→ WORK TASK: From start to end, print the entire listing below exactly.
○ ○ ○ ○ ○ ○ ○
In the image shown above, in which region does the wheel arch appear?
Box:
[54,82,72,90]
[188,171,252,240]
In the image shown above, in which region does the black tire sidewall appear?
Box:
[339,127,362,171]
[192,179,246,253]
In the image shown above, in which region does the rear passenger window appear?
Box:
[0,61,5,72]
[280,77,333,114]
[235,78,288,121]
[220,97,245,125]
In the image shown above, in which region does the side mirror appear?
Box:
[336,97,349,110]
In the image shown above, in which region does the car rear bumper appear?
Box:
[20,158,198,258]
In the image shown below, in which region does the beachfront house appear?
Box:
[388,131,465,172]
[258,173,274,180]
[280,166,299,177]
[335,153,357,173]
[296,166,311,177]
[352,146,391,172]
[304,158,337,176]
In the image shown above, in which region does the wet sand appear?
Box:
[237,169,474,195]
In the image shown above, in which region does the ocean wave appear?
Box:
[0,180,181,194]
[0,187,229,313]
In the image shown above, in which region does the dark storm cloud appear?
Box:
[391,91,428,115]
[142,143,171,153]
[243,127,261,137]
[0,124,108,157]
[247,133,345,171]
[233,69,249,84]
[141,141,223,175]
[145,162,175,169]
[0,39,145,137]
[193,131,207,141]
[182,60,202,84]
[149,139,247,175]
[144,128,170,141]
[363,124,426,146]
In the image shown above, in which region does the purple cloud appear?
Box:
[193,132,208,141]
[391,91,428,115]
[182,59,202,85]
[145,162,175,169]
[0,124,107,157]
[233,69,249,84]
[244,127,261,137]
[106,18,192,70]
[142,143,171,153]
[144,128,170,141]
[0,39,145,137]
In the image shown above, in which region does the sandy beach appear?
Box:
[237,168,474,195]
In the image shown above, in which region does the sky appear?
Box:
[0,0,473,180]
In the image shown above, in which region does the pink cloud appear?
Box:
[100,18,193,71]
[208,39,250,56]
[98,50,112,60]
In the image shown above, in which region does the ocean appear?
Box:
○ ○ ○ ○ ○ ○ ○
→ RESPONSE TO THIS TASK:
In the image shown above, in which region does the wheel arch appear?
Box:
[54,82,72,90]
[188,171,252,240]
In the image shown above, in which region does the black tire sidewall appear?
Box:
[339,127,362,171]
[192,179,246,253]
In the image shown above, in which region does the rear passenger window appear?
Box:
[0,61,5,72]
[280,77,333,114]
[235,78,288,121]
[220,97,245,125]
In the image shown above, in which region does the side mirror appear?
Box:
[336,97,349,110]
In the image shown above, in which region does the car rear bumper appear?
Box:
[20,158,198,258]
In the image shown below, in which region does the beachfront house appear?
Box:
[388,131,465,172]
[258,173,274,180]
[280,166,299,177]
[335,153,357,173]
[296,166,311,177]
[352,146,391,172]
[304,158,337,176]
In the image shown above, in which region does the wet sand appear?
Box:
[237,169,474,195]
In the image shown above, in which region does the ocean wave appear?
Box:
[0,180,181,194]
[0,187,229,313]
In the image shown above, in which region does the dark storm cloud appear?
Box:
[391,91,428,115]
[142,143,171,153]
[243,127,261,137]
[0,124,108,157]
[247,133,345,171]
[233,69,249,84]
[141,141,223,175]
[145,162,175,169]
[0,39,145,137]
[193,131,207,141]
[182,60,202,84]
[149,139,247,175]
[144,128,170,141]
[363,124,426,146]
In the image shown above, in which region does the purple cloud appear?
Box:
[193,132,208,141]
[391,91,428,115]
[182,59,202,85]
[145,162,175,169]
[0,124,107,157]
[233,69,249,84]
[244,127,261,137]
[106,18,192,70]
[142,143,171,153]
[144,128,170,141]
[0,39,145,137]
In the image shown above, in which region does the sandy beach appear?
Box:
[237,168,474,195]
In the image shown above, in which region does the sky appear?
Box:
[0,0,473,180]
In the image shown above, in which region does the pink cloud appear?
Box:
[100,18,193,71]
[208,39,250,56]
[98,50,112,60]
In the image shown above, in which region does the ocean appear?
Box:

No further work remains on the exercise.